[Opening Source material section]

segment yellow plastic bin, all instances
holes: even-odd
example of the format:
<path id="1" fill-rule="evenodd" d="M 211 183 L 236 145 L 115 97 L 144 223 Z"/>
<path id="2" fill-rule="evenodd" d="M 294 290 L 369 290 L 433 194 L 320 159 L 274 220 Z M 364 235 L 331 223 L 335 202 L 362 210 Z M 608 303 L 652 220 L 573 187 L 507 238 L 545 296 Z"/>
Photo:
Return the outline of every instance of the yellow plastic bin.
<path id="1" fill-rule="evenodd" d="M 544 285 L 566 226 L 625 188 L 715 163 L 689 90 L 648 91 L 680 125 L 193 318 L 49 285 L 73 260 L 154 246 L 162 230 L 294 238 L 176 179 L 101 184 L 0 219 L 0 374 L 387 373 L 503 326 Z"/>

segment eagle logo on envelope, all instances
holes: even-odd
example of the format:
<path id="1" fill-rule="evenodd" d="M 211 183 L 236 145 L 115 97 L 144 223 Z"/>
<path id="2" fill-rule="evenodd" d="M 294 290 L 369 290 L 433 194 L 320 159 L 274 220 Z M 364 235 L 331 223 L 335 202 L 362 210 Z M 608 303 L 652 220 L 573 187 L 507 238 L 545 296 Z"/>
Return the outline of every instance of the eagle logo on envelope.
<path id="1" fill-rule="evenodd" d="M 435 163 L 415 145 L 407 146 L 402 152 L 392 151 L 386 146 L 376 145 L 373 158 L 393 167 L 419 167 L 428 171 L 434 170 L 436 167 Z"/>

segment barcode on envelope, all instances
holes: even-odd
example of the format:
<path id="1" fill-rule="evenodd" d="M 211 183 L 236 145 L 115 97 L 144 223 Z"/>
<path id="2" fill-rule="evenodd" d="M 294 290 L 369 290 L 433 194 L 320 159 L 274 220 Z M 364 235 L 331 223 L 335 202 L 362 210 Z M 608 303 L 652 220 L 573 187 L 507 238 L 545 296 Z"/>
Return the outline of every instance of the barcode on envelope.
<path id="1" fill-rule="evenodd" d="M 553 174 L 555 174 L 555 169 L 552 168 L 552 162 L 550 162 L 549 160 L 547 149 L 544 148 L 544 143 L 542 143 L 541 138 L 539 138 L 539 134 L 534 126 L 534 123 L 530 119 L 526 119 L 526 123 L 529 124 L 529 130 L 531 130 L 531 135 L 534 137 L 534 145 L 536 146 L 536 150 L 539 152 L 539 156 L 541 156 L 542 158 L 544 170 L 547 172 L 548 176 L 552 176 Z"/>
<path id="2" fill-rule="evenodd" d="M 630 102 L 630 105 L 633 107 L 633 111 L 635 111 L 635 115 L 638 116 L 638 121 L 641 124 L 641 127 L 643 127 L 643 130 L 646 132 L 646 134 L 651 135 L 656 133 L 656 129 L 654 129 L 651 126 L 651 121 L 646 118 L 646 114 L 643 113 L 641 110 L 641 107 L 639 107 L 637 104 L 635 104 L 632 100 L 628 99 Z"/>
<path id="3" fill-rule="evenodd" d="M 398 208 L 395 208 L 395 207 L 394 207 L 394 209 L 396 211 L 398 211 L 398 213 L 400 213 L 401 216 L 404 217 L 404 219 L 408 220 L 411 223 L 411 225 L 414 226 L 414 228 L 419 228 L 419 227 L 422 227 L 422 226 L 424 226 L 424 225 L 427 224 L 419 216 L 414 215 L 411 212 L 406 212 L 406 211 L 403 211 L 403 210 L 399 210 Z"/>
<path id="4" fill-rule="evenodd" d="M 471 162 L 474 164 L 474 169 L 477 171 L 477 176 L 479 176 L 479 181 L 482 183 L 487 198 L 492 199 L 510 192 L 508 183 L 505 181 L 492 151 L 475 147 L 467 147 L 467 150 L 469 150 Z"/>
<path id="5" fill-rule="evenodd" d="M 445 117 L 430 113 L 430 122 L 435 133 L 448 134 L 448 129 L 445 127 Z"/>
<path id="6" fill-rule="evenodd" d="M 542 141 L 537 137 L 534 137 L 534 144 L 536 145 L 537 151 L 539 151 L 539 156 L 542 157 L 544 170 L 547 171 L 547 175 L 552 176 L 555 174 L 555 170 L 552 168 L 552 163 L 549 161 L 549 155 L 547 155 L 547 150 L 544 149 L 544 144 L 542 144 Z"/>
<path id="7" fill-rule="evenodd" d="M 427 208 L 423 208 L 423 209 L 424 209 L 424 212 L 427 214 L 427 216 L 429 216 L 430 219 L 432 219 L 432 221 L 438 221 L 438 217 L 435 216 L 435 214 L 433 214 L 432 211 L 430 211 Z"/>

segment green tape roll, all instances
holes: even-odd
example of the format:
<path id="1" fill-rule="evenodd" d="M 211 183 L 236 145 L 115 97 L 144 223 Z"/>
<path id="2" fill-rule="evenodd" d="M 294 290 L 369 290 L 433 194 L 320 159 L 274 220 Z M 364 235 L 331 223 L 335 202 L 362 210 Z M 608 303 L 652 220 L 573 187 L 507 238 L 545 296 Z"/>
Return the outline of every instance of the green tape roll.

[Closing Source material section]

About this exercise
Lines that hold the word "tape" are the ones to copy from the entries above.

Written answer
segment green tape roll, all instances
Return the outline of every instance of the green tape roll.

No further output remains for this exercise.